(Collected data entries)
# # # # # # #
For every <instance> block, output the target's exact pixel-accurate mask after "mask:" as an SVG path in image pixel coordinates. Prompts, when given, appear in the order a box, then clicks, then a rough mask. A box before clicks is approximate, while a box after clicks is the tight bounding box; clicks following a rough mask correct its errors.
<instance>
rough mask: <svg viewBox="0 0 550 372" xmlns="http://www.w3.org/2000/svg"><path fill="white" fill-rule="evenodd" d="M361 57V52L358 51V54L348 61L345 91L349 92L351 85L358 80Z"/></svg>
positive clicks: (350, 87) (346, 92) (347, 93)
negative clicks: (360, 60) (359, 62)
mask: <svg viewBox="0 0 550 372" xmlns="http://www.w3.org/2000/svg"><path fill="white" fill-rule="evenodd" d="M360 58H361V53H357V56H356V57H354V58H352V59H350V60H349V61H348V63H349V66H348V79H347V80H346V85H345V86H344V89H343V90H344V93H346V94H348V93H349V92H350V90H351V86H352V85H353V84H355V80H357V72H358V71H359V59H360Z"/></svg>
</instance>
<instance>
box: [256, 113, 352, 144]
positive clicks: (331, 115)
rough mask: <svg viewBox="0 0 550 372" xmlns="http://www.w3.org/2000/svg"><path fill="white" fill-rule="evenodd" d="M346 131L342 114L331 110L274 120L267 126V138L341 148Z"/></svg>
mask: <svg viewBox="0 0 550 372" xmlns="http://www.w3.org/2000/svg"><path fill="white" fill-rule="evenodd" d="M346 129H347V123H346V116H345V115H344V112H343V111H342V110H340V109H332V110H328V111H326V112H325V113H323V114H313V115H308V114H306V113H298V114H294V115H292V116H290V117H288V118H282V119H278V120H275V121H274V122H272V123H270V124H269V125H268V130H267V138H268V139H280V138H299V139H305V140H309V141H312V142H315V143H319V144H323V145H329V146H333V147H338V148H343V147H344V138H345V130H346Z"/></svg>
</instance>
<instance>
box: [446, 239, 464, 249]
# # # # # # #
● Task prompt: Copy the entire listing above again, line for line, with no changes.

● Exercise output:
For every <instance> block, output the target's exact pixel-accurate mask after "mask:" as an SVG path in image pixel coordinates. Prompts, when given, appear in the order a box, then clicks, then a rough mask. A box before clicks is approximate, while a box after clicks is the tight bounding box; clicks following a rough mask correct its errors.
<instance>
rough mask: <svg viewBox="0 0 550 372" xmlns="http://www.w3.org/2000/svg"><path fill="white" fill-rule="evenodd" d="M361 57V52L358 51V54L348 61L345 91L349 92L351 85L358 80Z"/></svg>
positive clicks: (350, 87) (346, 92) (347, 93)
negative clicks: (360, 60) (359, 62)
mask: <svg viewBox="0 0 550 372" xmlns="http://www.w3.org/2000/svg"><path fill="white" fill-rule="evenodd" d="M360 58H361V53H357V56H356V57H354V58H352V59H350V60H349V61H348V63H349V66H348V79H347V80H346V85H345V86H344V89H343V90H344V93H346V94H348V93H349V92H350V90H351V86H352V85H353V84H355V80H357V72H358V71H359V59H360Z"/></svg>
</instance>
<instance>
box: [256, 113, 352, 144]
positive clicks: (331, 115)
rough mask: <svg viewBox="0 0 550 372" xmlns="http://www.w3.org/2000/svg"><path fill="white" fill-rule="evenodd" d="M346 131L342 114L331 110L274 120L267 126V138L341 148Z"/></svg>
mask: <svg viewBox="0 0 550 372" xmlns="http://www.w3.org/2000/svg"><path fill="white" fill-rule="evenodd" d="M346 129H347V123H346V116H345V115H344V112H343V111H342V110H340V109H332V110H328V111H326V112H325V113H323V114H313V115H308V114H306V113H298V114H294V115H292V116H290V117H288V118H282V119H278V120H275V121H274V122H272V123H270V124H269V125H268V130H267V138H268V139H280V138H299V139H305V140H309V141H312V142H315V143H319V144H323V145H329V146H333V147H338V148H343V147H344V138H345V130H346Z"/></svg>
</instance>
<instance>
box: [446, 239, 464, 249]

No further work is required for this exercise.